• [THINGS TO DO]
1. Name every forum user whose name heads a post in the wood stove forum thread.
2. Please carry on the wood stove forum thread from the point where it stops, in the same style.

• [SELECTED EXTRACT]
House layout/description, and maybe some pictures would better allow the real experts on here to help.
Hang around, we don't usually bite.


----------



## begreen (May 2, 2012)

Castiron stoves that would work: Jotul Oslo, Enviro Boston and Hearthstone Shelburne. In the Hampton line I would look at the H300. In Idaho I think you will be burning a lot of softwood. If so going up a little in size is going to help with longer burntimes. This is also why I recommend the Alderlea T5 over the T4.


----------



## mellow (May 2, 2012)

Same technology in a Cat stove that is in your car exhaust,  your car will not die and stop running if the Cat goes starts to go bad,  it will just not be as efficient.  You can run a Cat stove without the Cat in extreme circumstances,  heck some people have removed the cats and run the stove for years, it reverts the stove to pre-epa standards and would need to be burned hot to discourage creosote buildup.

Long burn time + small firebox = cat stove

Sounds like you will already have a lot of body heat BTU's going,  you just need a stove that can burn slow and low,  take a look at Buck Stoves as well,  they make a nice small cat stove.


----------



## Wade A. (May 2, 2012)

Hi Annalea...I'll let others try to sell you on a CAT stove, and I've owned both.  Sounds as if the possibility of non-self-sufficiency with a CAT stove is a deal breaker for you, and that is that.

I will join with those who advise that the set-off from combustible requirements, and hearth R value requirements, are what is going to dictate your range of choices. They vary remarkably from manufacturer to manufacturer, and between the models. The unit you may have your heart set on may not necessarily be suitable.  My advice is to download some stove manuals and most are available free on PDF.  Then, take some careful measurements. Measure again. Have some coffee. Think. Measure again....you get the idea. A good practice is also to cut out a true-life footprint of the stove from a sheet of paper or cardboard. That will help you picture how it will sit. Shoot, you can even do a full sized mock up from the stove dimensions and really get an idea of how much space it will take up. 

If it hasn't been said yet (and it will) you'd do well to get yourself busy on getting your first season's wood cut. Nothing takes the fun out of your first season of burning like fighting with damp wood.  

And far from thinking you are certifiable, I want to see if y'all are taking in lodgers. Will swamp for room and board!


----------



## PapaDave (May 2, 2012)

• [RECORD EXTRACTS]
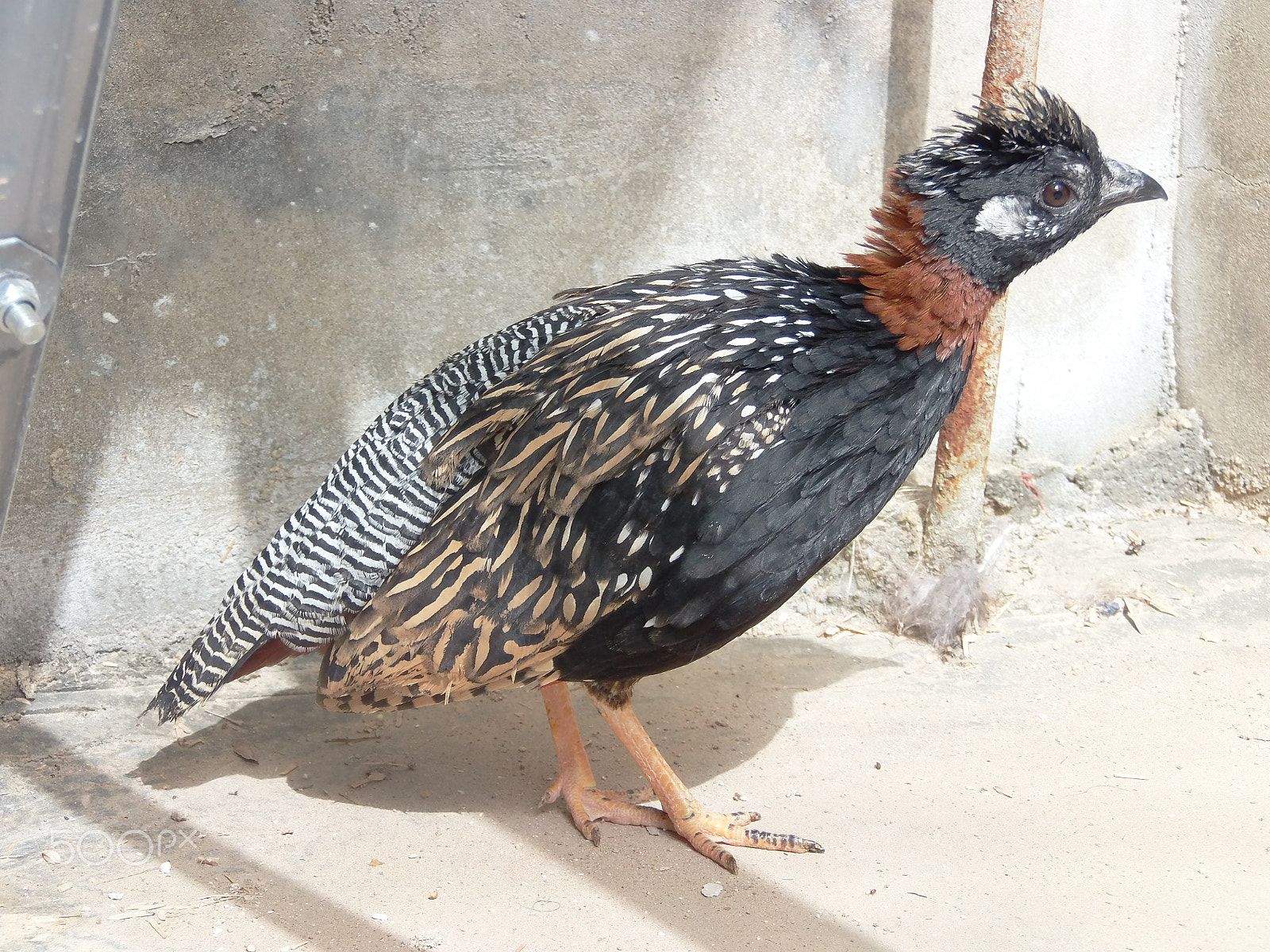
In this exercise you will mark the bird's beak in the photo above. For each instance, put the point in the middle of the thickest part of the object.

...

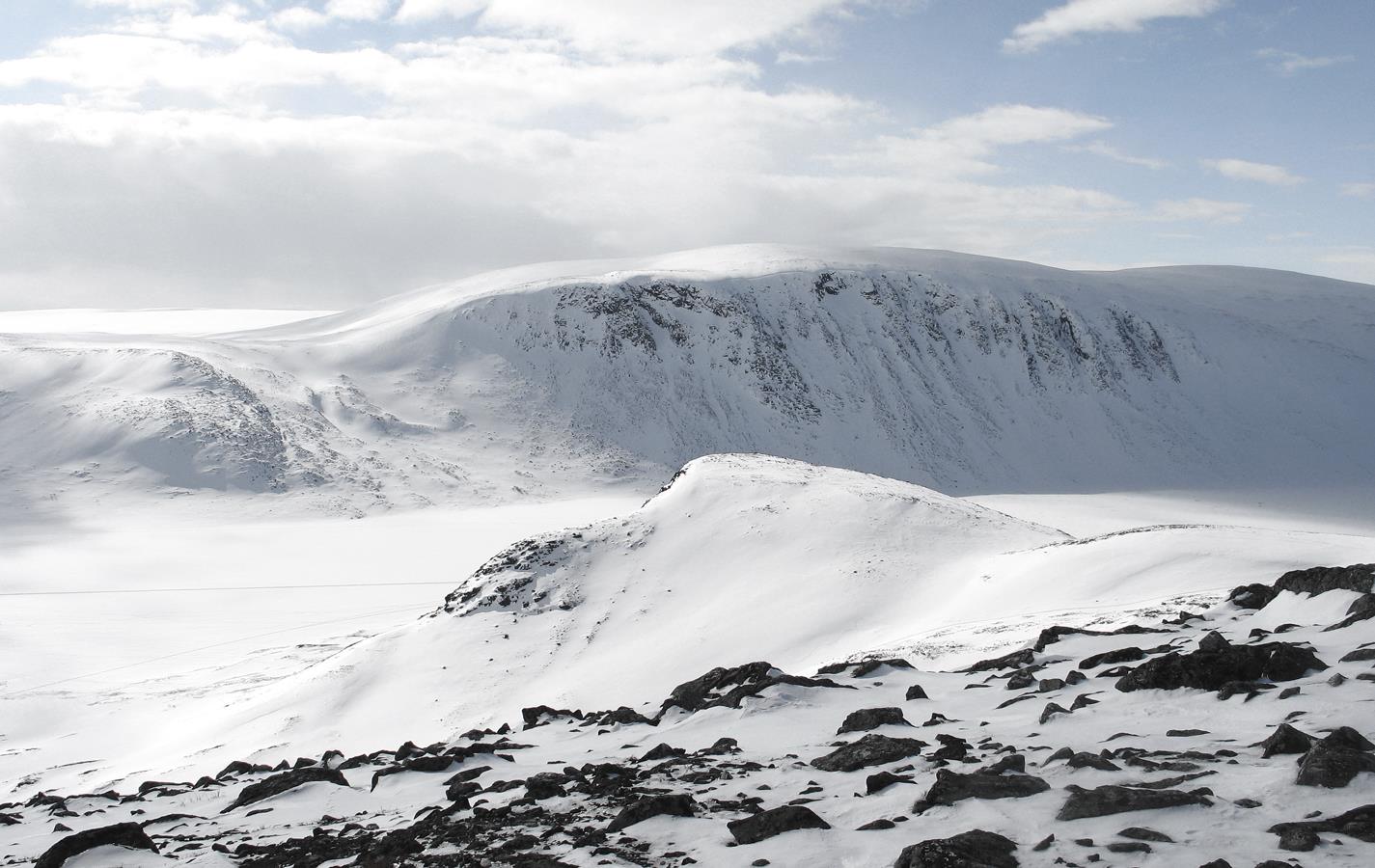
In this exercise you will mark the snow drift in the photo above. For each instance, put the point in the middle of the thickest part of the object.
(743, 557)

• [EXPECTED OUTPUTS]
1. begreen, mellow, Wade A., PapaDave

2.
Wade makes one of the most important points.....get your firewood. Don't delay, unless you have access to KNOWN dry wood.
Most don't.
I have an older stove, and had loads of fun (read that noting strong sarcasm) the first 3 years.


----------



## Backwoods Savage (May 2, 2012)

Annalea said:


> Okay, this is FANTASTIC. Tons of info, several new stoves to consider (all of which are available locally! Yes!), and well-written, informative posts. I could kiss the lot of you. ;-)
> 
> Try as I might, I just can't like the Woodstock stoves. Their looks just aren't working for me, but the biggie is that I can't get past the idea that it would be unusable after a fairly predictable lifespan if I couldn't get a replacement part. I can stockpile gaskets, and even door glass, but those aren't expected to fail usually, are they?
> 
> ...


 
Welcome to the forum Annalea. You sound a bit like my wife and I when we last went stove shopping. We too were afraid of the cat stoves and the Hearthstone line was the first ones we looked at and loved the looks especially of the Heritage. Now we are very happy that we shied away from the Hearthstone line. We also liked some of the Lopi stoves. But in the back of our mind, we had seen some brochures or advertisements from Woodstock many years previous so we talked to them. Awwwwwwww. The danged things have a cat. No.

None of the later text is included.